____ Text
By Fabio Teixeira, Anastasia Moloney and Oscar Lopez

Huddled over sewing machines in their cramped homes in Mare, a sprawling complex of favelas in Rio de Janeiro, about 50 women are on a mission to make two free face masks for each of the area’s 140,000 slum residents within the next two months.

The women – the majority of whom lost their jobs to the coronavirus pandemic – watched videos on how to make face masks and are being paid above the market rate, said Andreza Lopes, who coordinates the project for the nonprofit Redes da Mare.

“Almost half of the women in Mare are financially responsible for their homes,” Lopes, 32, said over the phone, adding that the project is backed by three Brazilian banks.

“Now they are very happy, and grateful to be working on something that has a higher purpose.”

The project is one of dozens of initiatives taking place in shanty towns across the region – from Brazil to Venezuela, Colombia to Mexico – as poor communities come together to help the most vulnerable during the pandemic.

Latin America is emerging as the new epicenter of the novel coronavirus outbreak.

The respiratory disease is spreading quickly through the region, claiming the lives of more than 31,000 people and infecting more than 570,000, according to a tally by the World Health Organization (WHO).
________
____ Supplied records
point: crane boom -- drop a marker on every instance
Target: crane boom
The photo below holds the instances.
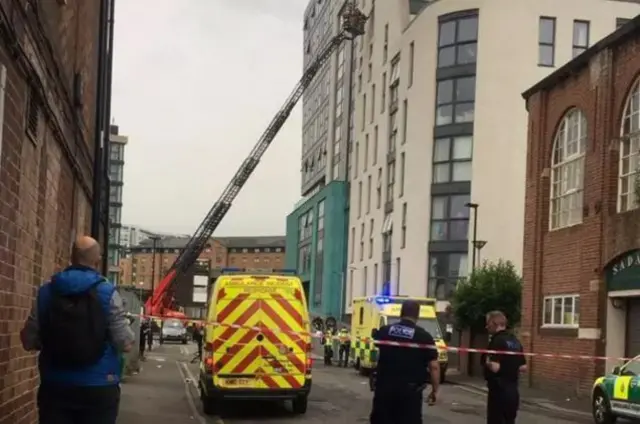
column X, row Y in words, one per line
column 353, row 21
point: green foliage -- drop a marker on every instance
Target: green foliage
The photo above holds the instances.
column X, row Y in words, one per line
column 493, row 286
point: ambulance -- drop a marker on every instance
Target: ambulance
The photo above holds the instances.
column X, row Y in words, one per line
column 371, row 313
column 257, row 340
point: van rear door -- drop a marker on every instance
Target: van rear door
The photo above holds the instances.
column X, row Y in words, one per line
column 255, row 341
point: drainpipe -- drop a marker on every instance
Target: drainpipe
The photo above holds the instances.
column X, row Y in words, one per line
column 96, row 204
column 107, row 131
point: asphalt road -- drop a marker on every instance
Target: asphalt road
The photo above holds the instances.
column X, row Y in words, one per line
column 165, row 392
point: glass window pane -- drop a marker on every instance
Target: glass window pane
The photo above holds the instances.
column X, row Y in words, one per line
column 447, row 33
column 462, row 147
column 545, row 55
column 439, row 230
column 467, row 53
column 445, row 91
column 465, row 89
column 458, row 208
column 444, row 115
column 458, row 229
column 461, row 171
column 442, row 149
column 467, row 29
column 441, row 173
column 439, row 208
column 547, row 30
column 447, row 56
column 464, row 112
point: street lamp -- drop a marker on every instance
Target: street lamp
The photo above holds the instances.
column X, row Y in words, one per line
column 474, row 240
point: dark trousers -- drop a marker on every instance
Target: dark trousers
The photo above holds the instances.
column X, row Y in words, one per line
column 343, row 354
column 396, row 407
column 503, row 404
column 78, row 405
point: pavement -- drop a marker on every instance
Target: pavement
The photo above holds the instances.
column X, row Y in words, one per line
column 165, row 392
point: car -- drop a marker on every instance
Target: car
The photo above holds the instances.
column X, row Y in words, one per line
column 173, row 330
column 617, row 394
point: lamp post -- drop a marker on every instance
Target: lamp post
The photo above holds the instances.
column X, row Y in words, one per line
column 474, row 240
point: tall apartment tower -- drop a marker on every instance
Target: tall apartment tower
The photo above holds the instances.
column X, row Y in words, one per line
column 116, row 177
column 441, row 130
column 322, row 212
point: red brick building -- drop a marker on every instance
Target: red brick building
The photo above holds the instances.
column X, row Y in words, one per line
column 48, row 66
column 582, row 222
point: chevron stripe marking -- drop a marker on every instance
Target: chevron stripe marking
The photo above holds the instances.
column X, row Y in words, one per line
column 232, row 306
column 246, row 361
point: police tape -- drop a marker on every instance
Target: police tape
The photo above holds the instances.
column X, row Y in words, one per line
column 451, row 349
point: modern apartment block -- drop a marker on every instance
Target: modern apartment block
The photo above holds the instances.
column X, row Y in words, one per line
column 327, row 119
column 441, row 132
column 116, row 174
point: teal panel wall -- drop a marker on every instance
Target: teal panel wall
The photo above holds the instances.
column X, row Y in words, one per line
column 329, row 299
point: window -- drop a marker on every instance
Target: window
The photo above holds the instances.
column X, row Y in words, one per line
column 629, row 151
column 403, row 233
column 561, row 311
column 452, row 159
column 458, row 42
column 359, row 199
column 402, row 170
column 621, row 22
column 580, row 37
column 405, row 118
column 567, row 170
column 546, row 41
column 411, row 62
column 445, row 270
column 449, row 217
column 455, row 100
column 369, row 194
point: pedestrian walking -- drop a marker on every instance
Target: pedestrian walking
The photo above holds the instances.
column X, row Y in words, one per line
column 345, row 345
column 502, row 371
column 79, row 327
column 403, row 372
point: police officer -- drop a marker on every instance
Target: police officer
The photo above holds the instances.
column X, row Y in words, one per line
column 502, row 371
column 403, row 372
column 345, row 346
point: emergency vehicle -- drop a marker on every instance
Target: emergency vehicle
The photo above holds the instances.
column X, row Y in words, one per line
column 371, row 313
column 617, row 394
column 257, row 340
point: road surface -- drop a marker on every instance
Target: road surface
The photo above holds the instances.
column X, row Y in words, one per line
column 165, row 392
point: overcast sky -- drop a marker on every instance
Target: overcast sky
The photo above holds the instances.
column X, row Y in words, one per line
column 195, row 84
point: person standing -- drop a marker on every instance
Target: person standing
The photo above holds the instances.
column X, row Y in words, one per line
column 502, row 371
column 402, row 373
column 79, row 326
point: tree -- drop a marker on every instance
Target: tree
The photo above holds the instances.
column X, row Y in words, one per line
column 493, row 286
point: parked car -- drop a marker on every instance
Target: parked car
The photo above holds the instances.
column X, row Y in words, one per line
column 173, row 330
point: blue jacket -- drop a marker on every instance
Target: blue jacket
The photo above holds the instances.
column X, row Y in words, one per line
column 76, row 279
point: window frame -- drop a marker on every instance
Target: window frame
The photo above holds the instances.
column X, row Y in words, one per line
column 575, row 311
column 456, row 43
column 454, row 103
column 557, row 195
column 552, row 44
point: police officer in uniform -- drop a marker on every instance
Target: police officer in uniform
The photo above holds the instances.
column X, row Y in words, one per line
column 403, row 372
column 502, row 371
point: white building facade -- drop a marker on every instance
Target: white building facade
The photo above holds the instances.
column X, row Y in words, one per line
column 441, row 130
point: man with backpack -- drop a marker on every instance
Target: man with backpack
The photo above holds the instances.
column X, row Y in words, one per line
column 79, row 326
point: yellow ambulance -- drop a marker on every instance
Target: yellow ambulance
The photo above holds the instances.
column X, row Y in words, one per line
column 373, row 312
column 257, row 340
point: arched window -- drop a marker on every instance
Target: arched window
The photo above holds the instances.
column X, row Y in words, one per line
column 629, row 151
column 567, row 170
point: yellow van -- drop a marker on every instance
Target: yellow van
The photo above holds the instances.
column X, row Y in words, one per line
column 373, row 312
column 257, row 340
________
____ Supplied records
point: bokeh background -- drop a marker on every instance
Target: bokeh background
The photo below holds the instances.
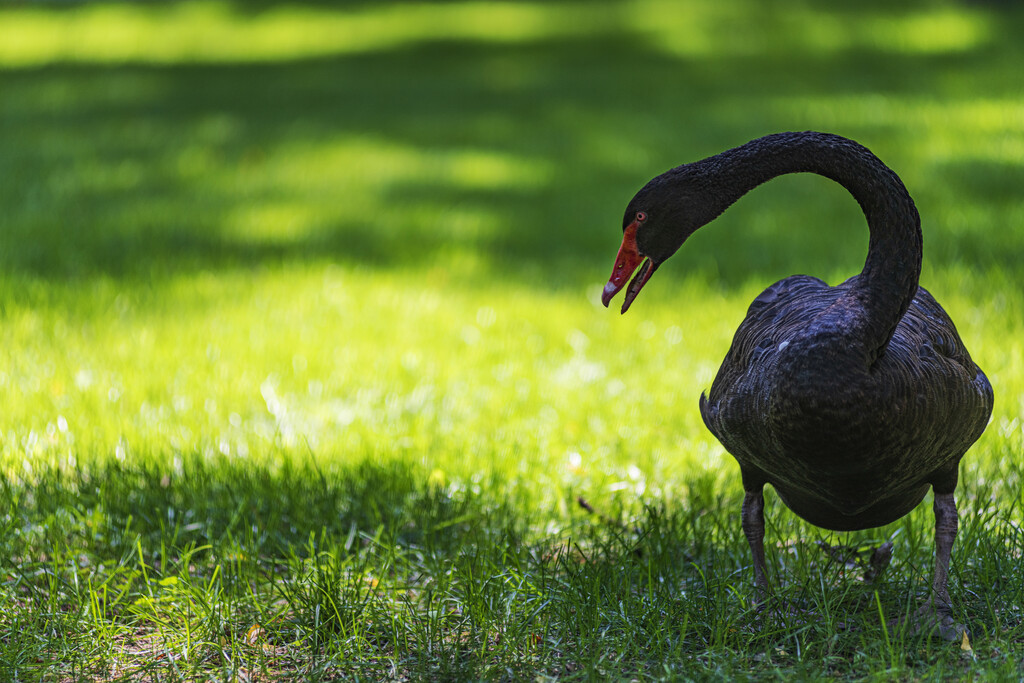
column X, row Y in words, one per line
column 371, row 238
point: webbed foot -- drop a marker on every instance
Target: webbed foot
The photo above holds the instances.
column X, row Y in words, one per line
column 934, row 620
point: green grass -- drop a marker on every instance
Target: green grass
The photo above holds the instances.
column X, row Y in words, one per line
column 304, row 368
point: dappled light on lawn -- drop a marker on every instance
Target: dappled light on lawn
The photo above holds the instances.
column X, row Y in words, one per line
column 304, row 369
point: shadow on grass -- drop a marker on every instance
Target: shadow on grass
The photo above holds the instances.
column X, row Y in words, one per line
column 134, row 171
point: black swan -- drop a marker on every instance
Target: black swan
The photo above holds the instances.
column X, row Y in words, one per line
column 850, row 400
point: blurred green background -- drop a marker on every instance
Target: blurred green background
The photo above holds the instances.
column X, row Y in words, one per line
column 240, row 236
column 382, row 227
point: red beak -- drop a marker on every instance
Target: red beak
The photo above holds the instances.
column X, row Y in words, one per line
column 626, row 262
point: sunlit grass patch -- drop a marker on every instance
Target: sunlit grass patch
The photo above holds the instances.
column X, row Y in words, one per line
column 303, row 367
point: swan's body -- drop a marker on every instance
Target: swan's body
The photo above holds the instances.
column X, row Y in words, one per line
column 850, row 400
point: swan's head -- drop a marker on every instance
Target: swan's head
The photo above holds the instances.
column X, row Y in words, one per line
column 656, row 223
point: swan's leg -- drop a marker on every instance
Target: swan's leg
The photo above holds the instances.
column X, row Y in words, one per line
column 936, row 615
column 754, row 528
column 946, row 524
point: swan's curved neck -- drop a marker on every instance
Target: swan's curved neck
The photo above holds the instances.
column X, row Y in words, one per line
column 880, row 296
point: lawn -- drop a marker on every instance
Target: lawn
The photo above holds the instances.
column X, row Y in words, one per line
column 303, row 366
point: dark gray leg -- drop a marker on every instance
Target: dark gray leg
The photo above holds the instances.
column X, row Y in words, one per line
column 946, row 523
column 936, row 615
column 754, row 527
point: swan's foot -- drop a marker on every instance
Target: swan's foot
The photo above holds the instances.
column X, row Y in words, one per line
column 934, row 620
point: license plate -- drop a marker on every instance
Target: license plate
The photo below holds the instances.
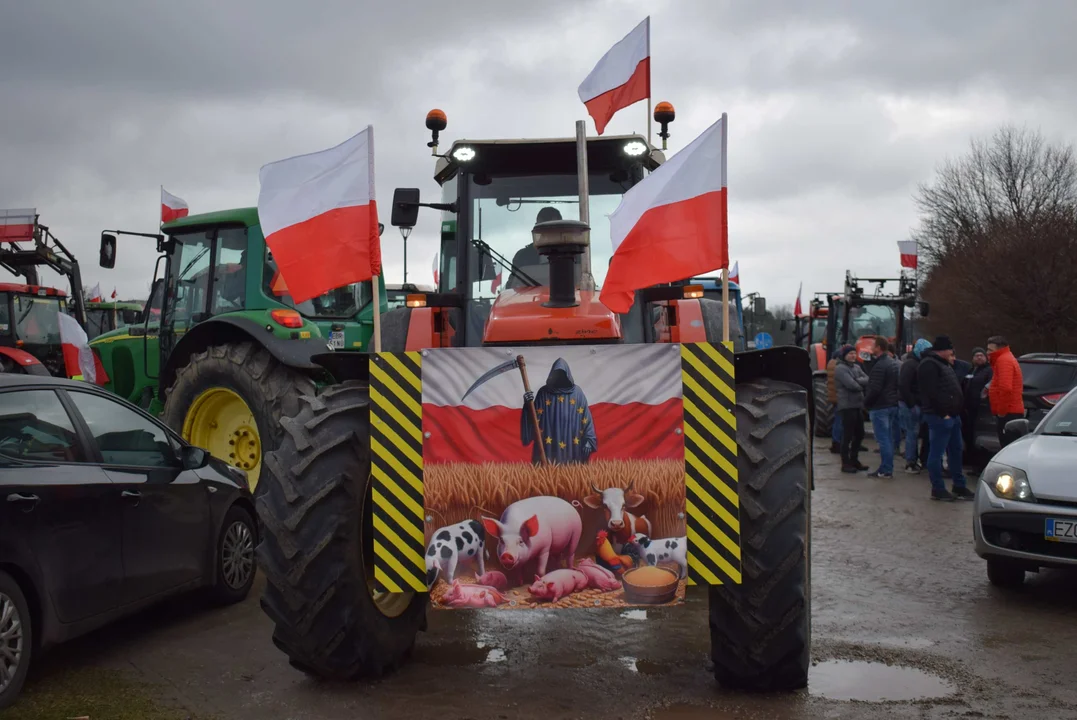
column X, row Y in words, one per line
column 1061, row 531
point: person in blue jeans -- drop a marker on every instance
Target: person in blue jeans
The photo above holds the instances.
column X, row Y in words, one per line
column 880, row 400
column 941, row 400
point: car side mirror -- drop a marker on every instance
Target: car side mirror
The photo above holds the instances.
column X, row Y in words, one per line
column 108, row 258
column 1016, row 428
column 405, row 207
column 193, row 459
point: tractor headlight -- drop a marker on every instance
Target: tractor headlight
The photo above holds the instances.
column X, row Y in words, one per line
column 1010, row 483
________
Pick up the text on mask-making in Rio's favelas right after its last sentence and keep writing. The records are drawn from a separate source and have no connection to the text.

◆ **Answer to this exercise**:
Across Latin America and the Caribbean, about 113 million people – nearly one in five – live in slums, where health experts say COVID-19 infection rates tend to be higher due to poor nutrition, cramped housing and ill health.

But many slum dwellers say they have received little or no government aid to help them cope with the economic and health fallout, leaving them to fend for themselves and community leaders to fill the gaps.

“It’s a very tragic situation right now … nothing significant is being done by the state,” said Alessandra Orofino, head of the Brazilian nonprofit Nossas, which works in favelas and creates technology tools for social movements.

A spokesman for Brazil’s health ministry did not reply to a request for comment.